Passage Start Marker

It’s actually unclear how Botox works, Dr. Rothner says. But, doctors do know it interferes with impulse transmission between nerves and muscles, causing the muscles to relax.
It’s also possible, he says, that the nerves absorb some of the Botox, and it travels backward to the brain and interferes with some pain impulses.
To treat CDH, doctors administer a series of injections into the patient’s head and neck. The doctor tailors the dose to each patient’s needs. The medication usually offers relief within seven to 14 days. Impact on CDH ranges from full relief to no change, he says.
Some children need no further treatment; others require up to three or four follow-up injections, Dr. Rothner says.
The severity of a child’s CDH often directly impacts how effective Botox treatment is. Children with a long history of CDH that affects their social lives and ability to attend school often find less relief from this therapy, he says.
Good news on side effects
The good news with Botox, Dr. Rothner says, is that it produces almost no side effects when used in the proper dosage. Once in awhile, some patients might see some eyelid drooping. Difficulty swallowing and generalized weakness both occur rarely.
Still, doctors, parents and patients should have a thorough conversation about this treatment before moving forward, he says.
“We always exercise more caution and restraint,” Dr. Rothner says. “We go more slowly and less aggressively than you would with adults with chronic daily headache.”
Currently, the FDA only approves the use of Botox to treat CDH in adults, age 18 and over. Use in children or adolescents is considered “off-label,” Dr. Rothner says. This means the drug is being used for a reason your doctor finds medically appropriate, but not specified in the FDA’s approved packaging label or insert.
While prescribing medications off-label is a common practice, it also means insurance companies are less likely to pay for it.
Be sure to talk to your doctor or pediatrician. He or she can help your child or teen find the best ways to address chronic headaches.

Passage End Marker
Listed entries Start Marker

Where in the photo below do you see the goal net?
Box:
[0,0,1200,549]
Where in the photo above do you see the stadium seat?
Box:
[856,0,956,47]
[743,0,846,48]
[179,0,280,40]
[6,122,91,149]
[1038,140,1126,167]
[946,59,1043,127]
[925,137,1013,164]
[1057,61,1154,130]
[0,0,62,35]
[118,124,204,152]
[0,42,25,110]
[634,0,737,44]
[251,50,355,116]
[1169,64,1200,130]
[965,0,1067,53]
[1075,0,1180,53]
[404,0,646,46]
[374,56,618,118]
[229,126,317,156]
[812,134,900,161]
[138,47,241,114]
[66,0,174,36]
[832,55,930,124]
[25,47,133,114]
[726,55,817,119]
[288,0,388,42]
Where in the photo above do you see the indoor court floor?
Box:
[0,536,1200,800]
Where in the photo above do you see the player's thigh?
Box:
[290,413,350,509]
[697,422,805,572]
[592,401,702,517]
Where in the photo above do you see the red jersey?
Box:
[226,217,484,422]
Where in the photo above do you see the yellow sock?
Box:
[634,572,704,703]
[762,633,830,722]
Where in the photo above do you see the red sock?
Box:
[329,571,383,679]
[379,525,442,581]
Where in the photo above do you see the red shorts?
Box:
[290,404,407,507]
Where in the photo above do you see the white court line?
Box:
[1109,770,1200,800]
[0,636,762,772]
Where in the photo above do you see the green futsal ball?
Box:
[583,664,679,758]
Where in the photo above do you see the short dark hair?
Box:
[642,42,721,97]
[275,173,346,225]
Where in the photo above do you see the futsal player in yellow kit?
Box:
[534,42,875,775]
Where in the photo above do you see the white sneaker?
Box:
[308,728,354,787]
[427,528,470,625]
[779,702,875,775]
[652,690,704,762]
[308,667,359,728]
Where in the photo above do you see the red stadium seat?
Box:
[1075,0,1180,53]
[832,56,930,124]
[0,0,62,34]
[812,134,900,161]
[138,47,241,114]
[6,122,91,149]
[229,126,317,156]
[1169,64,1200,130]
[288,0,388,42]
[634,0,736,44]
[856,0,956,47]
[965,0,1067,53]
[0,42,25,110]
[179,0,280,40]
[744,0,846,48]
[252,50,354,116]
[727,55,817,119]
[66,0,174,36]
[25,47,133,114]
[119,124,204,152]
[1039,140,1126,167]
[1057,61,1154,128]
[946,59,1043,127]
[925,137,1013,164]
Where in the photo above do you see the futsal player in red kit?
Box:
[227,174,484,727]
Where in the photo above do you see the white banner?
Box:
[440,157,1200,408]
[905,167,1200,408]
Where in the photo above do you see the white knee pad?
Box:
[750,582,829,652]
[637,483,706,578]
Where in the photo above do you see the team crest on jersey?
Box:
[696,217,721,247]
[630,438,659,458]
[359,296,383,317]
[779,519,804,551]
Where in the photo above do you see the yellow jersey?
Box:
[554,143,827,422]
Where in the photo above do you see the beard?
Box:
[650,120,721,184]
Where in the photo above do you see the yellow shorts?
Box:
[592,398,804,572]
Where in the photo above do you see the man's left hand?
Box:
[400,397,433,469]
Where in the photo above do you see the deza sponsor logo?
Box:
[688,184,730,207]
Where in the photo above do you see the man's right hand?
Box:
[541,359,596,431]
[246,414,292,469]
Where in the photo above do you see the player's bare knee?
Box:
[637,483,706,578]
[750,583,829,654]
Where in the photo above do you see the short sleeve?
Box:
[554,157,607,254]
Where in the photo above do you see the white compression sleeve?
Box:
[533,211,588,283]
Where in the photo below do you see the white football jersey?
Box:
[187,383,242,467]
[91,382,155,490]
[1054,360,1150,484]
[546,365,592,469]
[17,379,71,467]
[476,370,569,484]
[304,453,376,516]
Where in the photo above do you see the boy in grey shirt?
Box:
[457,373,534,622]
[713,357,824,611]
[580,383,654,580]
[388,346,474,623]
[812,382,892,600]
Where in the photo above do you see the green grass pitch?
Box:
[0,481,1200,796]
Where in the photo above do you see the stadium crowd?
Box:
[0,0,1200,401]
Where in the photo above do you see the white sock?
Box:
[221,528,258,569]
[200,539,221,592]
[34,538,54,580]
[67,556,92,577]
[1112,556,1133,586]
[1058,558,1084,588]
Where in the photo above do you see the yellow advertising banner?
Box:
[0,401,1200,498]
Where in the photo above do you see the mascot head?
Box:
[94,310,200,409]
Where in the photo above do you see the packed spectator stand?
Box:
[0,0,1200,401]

Listed entries End Marker

# Questions on the material
A - Reproduce the Botox passage from "Currently, the FDA" to "pay for it.".
B - List every side effect of Botox that the Botox passage names.
C - Answer these questions using the Botox passage.
(i) Within what period does the medication usually offer relief?
(ii) Into which parts of the body are the injections given to treat CDH?
(iii) For what group does the FDA currently approve Botox to treat CDH?

# Solutions to the tasks
A -
Currently, the FDA only approves the use of Botox to treat CDH in adults, age 18 and over. Use in children or adolescents is considered “off-label,” Dr. Rothner says. This means the drug is being used for a reason your doctor finds medically appropriate, but not specified in the FDA’s approved packaging label or insert.
While prescribing medications off-label is a common practice, it also means insurance companies are less likely to pay for it.

B - Eyelid drooping, difficulty swallowing, and generalized weakness.

C -
(i) Within seven to 14 days.
(ii) The patient's head and neck.
(iii) Adults, age 18 and over.